ACTION ITEM: The line that contains "Can you find the man in black" and all lines following it to the end of the data below: set these down exactly, and nothing besides.

——

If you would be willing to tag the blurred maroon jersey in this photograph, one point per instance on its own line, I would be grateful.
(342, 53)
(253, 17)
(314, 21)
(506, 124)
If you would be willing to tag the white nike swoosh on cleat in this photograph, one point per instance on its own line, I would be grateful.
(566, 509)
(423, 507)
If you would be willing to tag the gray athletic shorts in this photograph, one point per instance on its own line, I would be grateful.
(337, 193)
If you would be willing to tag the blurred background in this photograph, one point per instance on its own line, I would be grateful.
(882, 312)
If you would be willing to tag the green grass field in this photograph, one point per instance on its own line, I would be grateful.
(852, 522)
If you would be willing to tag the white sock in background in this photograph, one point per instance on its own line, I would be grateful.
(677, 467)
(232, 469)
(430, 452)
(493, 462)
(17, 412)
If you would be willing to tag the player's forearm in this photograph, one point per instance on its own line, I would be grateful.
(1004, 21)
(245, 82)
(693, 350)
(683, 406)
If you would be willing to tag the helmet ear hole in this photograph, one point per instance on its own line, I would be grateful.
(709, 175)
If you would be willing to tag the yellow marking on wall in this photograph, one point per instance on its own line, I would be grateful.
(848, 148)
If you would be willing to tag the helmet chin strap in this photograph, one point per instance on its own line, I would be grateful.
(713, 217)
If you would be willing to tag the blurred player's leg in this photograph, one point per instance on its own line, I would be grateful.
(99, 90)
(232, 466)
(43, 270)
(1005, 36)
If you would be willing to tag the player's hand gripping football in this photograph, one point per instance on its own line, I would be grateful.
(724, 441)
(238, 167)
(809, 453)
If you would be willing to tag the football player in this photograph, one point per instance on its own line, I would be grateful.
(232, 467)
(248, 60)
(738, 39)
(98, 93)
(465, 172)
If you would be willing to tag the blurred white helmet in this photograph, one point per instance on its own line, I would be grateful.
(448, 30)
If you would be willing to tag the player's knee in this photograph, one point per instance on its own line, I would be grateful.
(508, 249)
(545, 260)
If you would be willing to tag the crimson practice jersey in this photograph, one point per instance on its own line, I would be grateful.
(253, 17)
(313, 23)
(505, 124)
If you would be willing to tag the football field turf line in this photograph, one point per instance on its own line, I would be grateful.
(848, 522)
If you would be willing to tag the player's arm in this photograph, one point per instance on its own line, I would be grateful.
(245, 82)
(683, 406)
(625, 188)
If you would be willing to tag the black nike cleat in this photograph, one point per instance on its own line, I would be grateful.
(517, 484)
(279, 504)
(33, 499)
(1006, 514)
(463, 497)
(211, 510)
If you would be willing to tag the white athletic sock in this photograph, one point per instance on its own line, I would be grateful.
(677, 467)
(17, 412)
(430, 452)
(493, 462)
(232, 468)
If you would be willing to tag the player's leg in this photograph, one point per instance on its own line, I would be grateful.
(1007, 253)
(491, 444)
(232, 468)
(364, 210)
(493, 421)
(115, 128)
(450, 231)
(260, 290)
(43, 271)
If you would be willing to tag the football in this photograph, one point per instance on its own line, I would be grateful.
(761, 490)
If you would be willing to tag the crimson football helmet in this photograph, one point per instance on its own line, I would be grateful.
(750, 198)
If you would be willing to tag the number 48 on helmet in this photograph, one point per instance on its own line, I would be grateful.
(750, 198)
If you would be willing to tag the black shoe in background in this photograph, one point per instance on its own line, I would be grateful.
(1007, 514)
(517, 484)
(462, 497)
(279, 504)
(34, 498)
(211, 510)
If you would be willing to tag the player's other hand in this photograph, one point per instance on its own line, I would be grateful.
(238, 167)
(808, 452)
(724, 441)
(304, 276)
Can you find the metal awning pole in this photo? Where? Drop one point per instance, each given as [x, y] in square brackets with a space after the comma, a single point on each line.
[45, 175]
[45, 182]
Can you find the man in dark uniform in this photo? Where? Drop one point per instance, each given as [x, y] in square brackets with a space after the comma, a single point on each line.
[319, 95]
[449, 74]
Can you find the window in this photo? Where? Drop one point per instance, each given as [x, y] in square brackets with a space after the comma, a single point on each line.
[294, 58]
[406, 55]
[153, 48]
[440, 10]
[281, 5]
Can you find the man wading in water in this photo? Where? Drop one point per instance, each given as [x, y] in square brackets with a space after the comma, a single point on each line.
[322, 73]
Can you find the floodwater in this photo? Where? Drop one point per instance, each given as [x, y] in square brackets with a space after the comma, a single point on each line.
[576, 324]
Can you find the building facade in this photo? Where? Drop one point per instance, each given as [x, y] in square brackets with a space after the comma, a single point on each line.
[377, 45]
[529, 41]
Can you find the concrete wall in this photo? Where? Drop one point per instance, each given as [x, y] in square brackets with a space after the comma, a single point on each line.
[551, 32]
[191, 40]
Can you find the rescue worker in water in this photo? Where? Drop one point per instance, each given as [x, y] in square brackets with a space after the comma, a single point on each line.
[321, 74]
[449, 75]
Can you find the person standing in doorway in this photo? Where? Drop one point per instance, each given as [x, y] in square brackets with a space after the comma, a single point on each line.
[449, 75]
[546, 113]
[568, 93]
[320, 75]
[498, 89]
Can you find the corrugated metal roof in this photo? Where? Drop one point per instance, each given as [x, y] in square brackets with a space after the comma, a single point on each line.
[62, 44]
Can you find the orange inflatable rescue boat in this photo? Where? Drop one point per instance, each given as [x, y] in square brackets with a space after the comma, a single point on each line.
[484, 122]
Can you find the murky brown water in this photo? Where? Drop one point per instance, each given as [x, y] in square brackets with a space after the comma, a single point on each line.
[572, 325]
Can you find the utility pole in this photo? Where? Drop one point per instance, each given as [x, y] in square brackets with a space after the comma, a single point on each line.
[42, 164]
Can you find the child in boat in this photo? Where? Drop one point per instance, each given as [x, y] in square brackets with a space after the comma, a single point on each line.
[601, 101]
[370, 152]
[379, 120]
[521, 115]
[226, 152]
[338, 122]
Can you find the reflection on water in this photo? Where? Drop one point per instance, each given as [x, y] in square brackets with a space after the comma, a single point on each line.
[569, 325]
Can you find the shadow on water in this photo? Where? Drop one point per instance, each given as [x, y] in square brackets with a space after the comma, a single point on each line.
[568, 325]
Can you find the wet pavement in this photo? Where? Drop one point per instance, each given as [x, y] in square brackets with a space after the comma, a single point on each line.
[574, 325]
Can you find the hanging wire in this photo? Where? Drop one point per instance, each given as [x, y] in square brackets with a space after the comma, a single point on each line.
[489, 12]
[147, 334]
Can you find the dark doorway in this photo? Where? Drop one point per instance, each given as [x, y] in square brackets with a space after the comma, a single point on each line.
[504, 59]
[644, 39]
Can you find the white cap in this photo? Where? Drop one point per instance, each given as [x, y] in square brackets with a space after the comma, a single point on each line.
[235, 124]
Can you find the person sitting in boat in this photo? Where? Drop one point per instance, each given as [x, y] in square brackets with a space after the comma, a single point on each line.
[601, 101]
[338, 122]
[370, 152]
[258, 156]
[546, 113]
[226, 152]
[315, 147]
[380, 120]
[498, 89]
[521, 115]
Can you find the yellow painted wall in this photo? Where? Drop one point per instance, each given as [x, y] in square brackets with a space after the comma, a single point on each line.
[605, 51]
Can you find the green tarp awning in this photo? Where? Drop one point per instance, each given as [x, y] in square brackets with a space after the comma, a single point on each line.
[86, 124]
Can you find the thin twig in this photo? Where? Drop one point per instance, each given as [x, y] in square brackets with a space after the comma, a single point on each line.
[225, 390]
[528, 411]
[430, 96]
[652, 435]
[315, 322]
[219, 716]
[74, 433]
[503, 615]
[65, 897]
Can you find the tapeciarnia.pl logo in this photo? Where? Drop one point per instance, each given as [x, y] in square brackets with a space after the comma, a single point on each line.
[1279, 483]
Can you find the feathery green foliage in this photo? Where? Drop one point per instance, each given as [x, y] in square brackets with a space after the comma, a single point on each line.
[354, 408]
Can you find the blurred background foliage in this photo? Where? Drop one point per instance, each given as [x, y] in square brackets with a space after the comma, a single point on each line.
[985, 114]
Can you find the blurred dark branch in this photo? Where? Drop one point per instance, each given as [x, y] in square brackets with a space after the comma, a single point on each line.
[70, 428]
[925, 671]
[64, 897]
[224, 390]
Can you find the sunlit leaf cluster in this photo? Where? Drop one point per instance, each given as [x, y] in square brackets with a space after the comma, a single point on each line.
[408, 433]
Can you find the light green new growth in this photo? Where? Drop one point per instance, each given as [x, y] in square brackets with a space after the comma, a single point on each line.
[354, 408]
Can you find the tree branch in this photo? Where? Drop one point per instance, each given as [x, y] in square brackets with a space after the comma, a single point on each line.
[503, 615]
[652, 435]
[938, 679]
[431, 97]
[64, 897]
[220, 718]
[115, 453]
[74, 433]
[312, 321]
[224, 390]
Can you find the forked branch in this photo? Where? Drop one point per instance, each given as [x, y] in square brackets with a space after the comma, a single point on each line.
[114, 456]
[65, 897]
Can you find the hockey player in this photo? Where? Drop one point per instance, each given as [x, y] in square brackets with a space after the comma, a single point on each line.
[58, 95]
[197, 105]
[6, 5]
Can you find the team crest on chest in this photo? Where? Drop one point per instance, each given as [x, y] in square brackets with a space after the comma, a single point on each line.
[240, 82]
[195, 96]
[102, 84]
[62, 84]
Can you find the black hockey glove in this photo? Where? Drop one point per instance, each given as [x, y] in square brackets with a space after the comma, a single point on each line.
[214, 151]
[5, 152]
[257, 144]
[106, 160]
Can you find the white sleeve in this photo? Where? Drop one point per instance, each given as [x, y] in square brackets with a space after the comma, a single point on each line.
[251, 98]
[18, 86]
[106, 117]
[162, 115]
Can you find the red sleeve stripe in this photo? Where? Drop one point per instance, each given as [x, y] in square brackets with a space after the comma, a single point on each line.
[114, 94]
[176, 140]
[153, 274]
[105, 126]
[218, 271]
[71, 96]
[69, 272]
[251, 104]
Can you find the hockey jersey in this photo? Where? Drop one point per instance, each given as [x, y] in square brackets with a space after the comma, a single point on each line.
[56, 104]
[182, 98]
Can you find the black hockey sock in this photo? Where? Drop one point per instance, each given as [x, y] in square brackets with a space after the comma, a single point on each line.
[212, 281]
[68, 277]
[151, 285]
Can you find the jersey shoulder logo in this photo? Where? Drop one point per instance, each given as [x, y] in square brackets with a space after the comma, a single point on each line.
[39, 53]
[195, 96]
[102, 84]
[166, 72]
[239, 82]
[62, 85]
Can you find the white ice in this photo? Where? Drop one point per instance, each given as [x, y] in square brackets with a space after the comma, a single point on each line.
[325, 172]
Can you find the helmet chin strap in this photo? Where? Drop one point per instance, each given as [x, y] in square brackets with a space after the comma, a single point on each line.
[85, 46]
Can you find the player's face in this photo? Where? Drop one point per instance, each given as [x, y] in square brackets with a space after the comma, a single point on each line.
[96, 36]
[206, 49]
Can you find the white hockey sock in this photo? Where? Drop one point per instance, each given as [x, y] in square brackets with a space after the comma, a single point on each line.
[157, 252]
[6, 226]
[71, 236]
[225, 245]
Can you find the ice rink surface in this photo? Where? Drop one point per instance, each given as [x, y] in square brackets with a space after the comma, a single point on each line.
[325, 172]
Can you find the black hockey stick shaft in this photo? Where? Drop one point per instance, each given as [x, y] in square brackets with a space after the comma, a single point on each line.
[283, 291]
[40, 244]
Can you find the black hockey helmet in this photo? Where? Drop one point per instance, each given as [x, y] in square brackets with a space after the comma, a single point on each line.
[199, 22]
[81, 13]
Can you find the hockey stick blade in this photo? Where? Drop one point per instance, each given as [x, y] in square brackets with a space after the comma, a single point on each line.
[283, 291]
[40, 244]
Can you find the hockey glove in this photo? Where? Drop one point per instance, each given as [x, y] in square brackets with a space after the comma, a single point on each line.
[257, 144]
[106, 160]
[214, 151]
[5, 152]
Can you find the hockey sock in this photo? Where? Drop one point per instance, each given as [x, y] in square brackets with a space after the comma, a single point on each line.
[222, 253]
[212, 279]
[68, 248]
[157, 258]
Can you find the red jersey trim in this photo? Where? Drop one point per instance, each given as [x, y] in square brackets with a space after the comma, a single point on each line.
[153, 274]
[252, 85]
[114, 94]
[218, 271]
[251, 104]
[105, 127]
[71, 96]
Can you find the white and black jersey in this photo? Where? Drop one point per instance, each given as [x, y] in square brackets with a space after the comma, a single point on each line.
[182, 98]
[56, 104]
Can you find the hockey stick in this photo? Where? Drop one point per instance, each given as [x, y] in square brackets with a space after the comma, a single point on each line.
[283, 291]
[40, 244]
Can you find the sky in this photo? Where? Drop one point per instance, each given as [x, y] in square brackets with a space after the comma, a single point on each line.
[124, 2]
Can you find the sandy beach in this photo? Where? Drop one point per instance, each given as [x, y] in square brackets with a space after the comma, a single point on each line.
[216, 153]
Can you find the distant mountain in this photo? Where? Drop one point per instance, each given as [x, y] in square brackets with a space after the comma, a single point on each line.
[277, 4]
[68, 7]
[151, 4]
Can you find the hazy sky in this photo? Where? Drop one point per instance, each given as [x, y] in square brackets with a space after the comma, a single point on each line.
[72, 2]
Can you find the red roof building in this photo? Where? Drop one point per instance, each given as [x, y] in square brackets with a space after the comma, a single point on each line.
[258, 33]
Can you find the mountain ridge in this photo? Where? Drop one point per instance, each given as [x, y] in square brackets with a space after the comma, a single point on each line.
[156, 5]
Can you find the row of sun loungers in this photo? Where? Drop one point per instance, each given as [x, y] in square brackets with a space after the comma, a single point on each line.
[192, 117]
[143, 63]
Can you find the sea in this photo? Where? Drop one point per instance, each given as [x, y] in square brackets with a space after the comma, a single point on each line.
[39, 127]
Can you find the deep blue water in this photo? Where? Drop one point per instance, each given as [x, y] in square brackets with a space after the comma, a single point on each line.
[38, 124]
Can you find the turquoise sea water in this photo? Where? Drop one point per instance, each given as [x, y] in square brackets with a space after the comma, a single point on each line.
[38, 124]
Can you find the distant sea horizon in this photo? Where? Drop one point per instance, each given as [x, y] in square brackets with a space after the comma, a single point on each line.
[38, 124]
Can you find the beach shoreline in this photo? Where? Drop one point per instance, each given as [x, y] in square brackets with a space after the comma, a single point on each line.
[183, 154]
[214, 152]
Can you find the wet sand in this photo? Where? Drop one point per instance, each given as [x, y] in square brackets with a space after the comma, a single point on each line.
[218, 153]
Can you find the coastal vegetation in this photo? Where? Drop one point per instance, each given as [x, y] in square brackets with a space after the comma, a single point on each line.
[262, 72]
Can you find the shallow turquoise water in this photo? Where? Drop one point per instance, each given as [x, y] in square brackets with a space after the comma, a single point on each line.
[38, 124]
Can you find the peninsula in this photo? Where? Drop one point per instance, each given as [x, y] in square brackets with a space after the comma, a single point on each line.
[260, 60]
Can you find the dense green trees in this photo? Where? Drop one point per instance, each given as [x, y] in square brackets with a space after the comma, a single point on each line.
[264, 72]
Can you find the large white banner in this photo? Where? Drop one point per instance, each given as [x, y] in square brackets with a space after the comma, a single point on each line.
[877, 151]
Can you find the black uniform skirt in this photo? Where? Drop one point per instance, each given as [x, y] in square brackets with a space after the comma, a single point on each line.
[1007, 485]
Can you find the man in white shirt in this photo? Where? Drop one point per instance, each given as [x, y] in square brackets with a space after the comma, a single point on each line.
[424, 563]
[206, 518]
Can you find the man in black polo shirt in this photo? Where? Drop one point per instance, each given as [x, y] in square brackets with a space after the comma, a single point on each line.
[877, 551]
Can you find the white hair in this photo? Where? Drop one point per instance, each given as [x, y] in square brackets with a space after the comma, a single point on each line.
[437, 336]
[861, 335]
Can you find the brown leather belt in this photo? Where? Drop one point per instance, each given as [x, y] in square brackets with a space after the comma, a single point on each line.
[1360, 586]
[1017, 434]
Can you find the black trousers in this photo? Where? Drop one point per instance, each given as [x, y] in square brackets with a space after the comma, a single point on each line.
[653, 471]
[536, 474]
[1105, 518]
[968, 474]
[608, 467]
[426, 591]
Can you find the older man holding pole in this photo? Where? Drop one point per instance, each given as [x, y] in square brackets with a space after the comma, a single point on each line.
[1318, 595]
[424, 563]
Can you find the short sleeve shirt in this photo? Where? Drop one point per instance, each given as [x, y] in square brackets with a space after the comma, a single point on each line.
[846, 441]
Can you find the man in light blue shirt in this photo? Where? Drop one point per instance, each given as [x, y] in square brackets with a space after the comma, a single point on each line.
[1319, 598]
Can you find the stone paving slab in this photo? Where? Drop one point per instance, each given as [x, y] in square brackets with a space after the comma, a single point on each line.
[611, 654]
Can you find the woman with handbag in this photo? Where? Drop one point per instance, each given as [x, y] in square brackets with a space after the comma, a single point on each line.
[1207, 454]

——

TASK RESULT:
Can you find the man in black polo shirt in this photo? Where? Drop one point per instance, each given as [x, y] in square brackets with a space after the comma, a single point on each line.
[877, 551]
Can you find the white hair in this photo? Where? Drop one point per instance, each given as [x, y] in square brackets with a space after the comma, a single point on each line.
[437, 336]
[861, 335]
Can you find the brown leather belt in this photo? Where? Drop one point per instance, each given as [x, y] in square brackets with a space after the comma, a single point on each line.
[1360, 586]
[1017, 434]
Can you find the black trousers in this photo? Where? Drop one point per instance, each given as [x, y] in square brackets with a space after the comma, a single point on each line.
[653, 471]
[536, 474]
[1105, 518]
[968, 474]
[608, 467]
[426, 591]
Can you find the older man holding pole in this photo? Where? Drop one point per instance, each given as [x, y] in square brackets with a space after the comma, a single point on each line.
[1318, 595]
[424, 563]
Can you find the short sleeve shirt in this photo? Where? Drop one point per instance, each given as [x, y] in square brackets with a space after the comma, a single point on each line.
[846, 441]
Can you find the man in light blue shirt in this photo? Where? Drop one point per instance, each given as [x, y] in square brackets with a space after the comma, a single point on each line.
[1319, 598]
Can you find the stone paving slab in this photo? Where? Drop one point per instance, each given as [x, y] in square brackets with a space after the comma, a single point on each line.
[611, 654]
Can you find the woman with handbag in this photo? Where? Drop one point per instance, each given as [x, y] in square brackets with a space after the comma, a single point on each line.
[1207, 454]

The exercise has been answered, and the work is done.